## Exercise
Write every line out verbatim and omit the pictures.

## Dataset extract
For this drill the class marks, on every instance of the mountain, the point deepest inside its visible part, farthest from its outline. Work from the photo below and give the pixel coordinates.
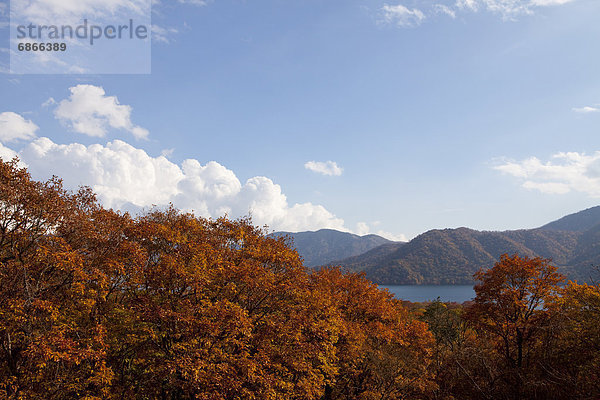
(323, 246)
(451, 256)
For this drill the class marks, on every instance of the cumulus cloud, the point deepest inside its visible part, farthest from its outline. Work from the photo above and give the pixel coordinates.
(161, 34)
(444, 9)
(401, 15)
(586, 109)
(56, 11)
(14, 127)
(564, 173)
(127, 178)
(329, 168)
(508, 9)
(89, 111)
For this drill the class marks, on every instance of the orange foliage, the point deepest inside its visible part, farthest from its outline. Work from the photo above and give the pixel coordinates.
(97, 305)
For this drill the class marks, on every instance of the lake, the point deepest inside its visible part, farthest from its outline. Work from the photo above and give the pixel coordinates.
(419, 293)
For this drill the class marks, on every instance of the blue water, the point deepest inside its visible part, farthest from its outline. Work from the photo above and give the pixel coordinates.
(419, 293)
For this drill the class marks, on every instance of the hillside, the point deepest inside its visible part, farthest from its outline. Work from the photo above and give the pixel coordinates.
(578, 222)
(324, 246)
(451, 256)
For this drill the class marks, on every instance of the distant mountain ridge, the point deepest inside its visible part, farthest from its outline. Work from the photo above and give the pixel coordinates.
(452, 256)
(326, 245)
(578, 222)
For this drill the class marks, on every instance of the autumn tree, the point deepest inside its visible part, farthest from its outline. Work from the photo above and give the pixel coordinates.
(97, 304)
(511, 308)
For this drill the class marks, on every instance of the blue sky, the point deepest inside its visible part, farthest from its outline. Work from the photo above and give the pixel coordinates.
(478, 113)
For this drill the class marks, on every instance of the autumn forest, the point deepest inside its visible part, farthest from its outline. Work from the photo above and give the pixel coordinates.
(99, 304)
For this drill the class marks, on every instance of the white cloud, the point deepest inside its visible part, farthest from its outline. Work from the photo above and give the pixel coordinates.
(90, 112)
(472, 5)
(545, 3)
(509, 9)
(49, 102)
(127, 178)
(58, 11)
(586, 110)
(161, 34)
(401, 15)
(329, 168)
(566, 172)
(14, 127)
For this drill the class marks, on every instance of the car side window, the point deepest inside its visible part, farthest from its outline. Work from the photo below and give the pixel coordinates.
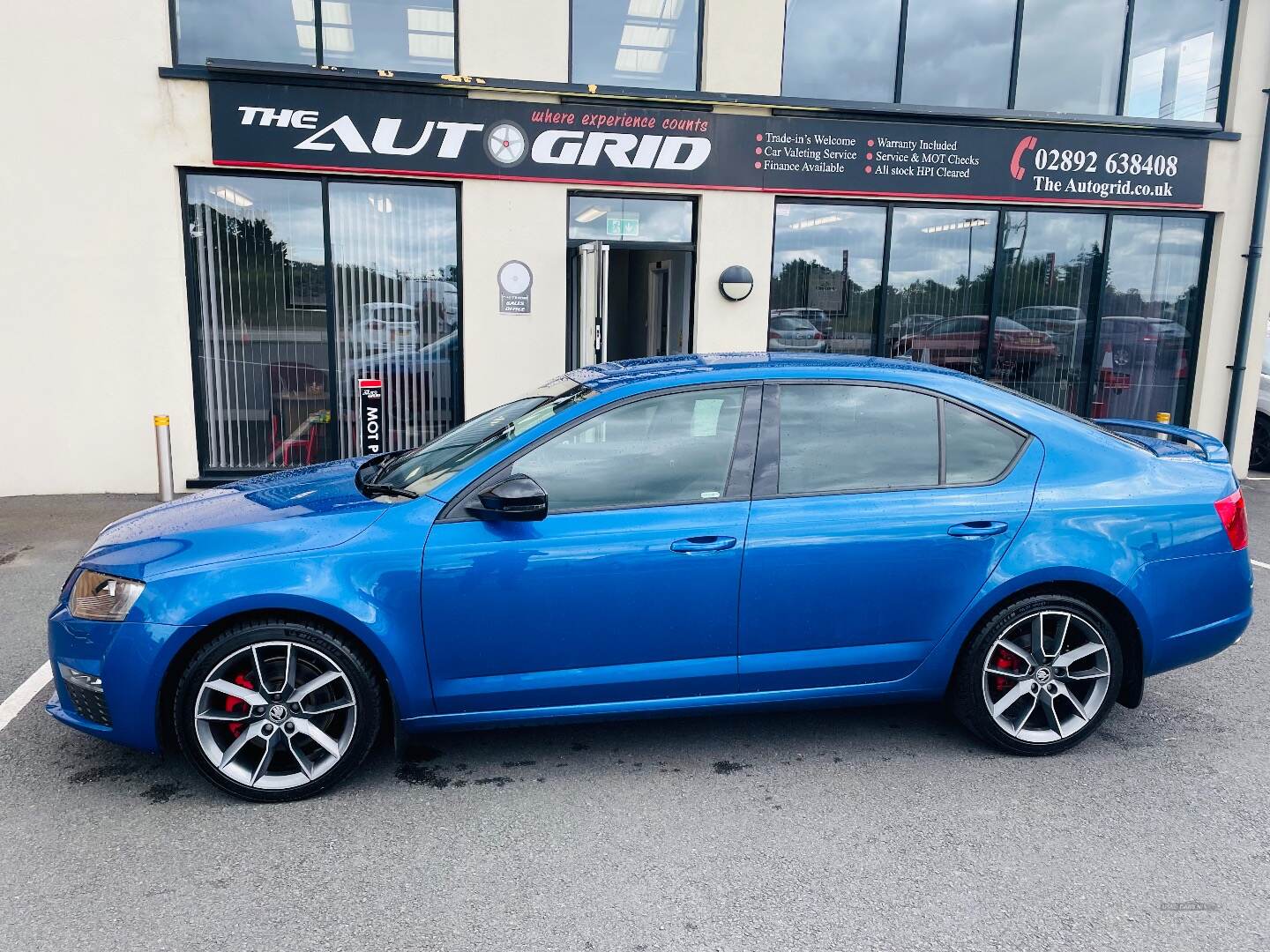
(671, 449)
(837, 438)
(975, 450)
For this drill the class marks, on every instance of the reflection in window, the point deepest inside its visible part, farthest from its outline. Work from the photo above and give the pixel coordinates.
(260, 320)
(940, 286)
(837, 49)
(1175, 58)
(415, 36)
(1070, 56)
(616, 219)
(651, 43)
(959, 54)
(673, 449)
(267, 31)
(1151, 311)
(1050, 260)
(395, 258)
(834, 438)
(826, 277)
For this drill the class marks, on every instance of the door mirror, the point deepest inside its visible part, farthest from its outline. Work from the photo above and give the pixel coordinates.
(516, 499)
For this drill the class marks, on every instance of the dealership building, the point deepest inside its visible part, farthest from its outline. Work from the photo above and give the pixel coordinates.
(244, 213)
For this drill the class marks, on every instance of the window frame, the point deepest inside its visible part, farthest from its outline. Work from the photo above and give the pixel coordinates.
(210, 478)
(768, 460)
(318, 45)
(741, 467)
(701, 37)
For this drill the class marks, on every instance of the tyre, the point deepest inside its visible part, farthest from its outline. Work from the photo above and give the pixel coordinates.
(1260, 456)
(277, 710)
(1039, 675)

## Correct result
For this drill the class marks, on every instance of the mountain, the point deepest inside its visible part, farthest from its outline. Work from the photo below and give the pixel coordinates.
(323, 246)
(451, 256)
For this drill the class marks, on every instance of the cumulus cloud, the point deepest inside its visible part, farthest from its outline. Work from the photo above and give the pixel coordinates.
(161, 34)
(444, 9)
(401, 15)
(586, 109)
(56, 11)
(14, 127)
(564, 173)
(127, 178)
(329, 168)
(508, 9)
(89, 111)
For this drill the class marks, on every instance of the orange foliage, the point deepest inside its visible part, farthest from its outline. Work from the photo above and give the pixel coordinates.
(97, 305)
For this drill the class marks, on every instance of the lake, the point deepest inside its visible part, farthest from its outline. Work from the photo above and give the pixel coordinates.
(419, 293)
For this drill the class marks, on every instance of the blue water, the point deepest inside its visible part, farthest from its outline. Work from the photo above and give the pixel coordinates.
(419, 293)
For this drill the class marks, on every instance of the hillside, the point deepest inside its visible part, farthest from its outline. Work from the photo above and give the pixel coordinates.
(578, 222)
(324, 246)
(451, 256)
For this drill the class marks, on every instance of the distant mountain ridge, the point deepest inside its visible part, farthest from its outline. Work from the photo above and give the pixel coordinates.
(452, 256)
(326, 245)
(578, 222)
For this drill the class marks, on every instance of the autumn tree, the point deepest inside its visible part, farthest from its outline. Work from the photo above and give the pixel coordinates.
(97, 304)
(511, 308)
For this drill the class marks, on every instance of the blue sky, the point deepest inside its visible part, farthest from its outline. Work from the photo above and give the pixel coordinates.
(478, 113)
For this drill the class marks, on every instance of the autumn forest, the point deepest inside its visible part, farthest from its outline. Work from the photo above and give the pixel coordinates.
(99, 304)
For this drill the class marks, on every instance of the white cloud, the point deepest inside its visible part, farthest from its outline. Work from the photo above and give the pixel coordinates.
(90, 112)
(472, 5)
(545, 3)
(509, 9)
(49, 102)
(127, 178)
(58, 11)
(586, 110)
(161, 34)
(401, 15)
(329, 168)
(566, 172)
(14, 127)
For this drill the class marks, on every instance of the car side window, the point deepest inside its visible part, farthest from its outline. Work from the photo below and give the pixel coordinates.
(671, 449)
(837, 438)
(975, 450)
For this drill the class marks, on every instance of the reflection in window, the point deepest inside its visible part, farthest from its outline. Work from the photo above and give the pixel coordinates.
(260, 320)
(940, 286)
(837, 49)
(1175, 58)
(415, 36)
(1070, 56)
(616, 219)
(651, 43)
(959, 54)
(673, 449)
(267, 31)
(1151, 311)
(1050, 260)
(395, 258)
(834, 438)
(826, 277)
For this drill the class marks, on every instance of the door mirror, the point deepest inside its visible part, farthest from its outline. Work from the photo above and give the pixel coordinates.
(516, 499)
For this drill the class marks, on every instance of the dealership building, the point deepest inside its visible part, farthest from its outline. Work from the photo above and give the pixel coordinates.
(244, 213)
For this drill the class marks, on every instance of the window frame, the point deepest inside its visible part, farthest from its outline. Work from the photo above and give the pixel coordinates.
(210, 478)
(768, 460)
(318, 45)
(741, 467)
(701, 37)
For this drill the class marks, on every instance of the tyre, the point deepest inside its visible part, farthest from its outline. Work from the photo above and give the pixel coordinates.
(1260, 456)
(277, 710)
(1039, 675)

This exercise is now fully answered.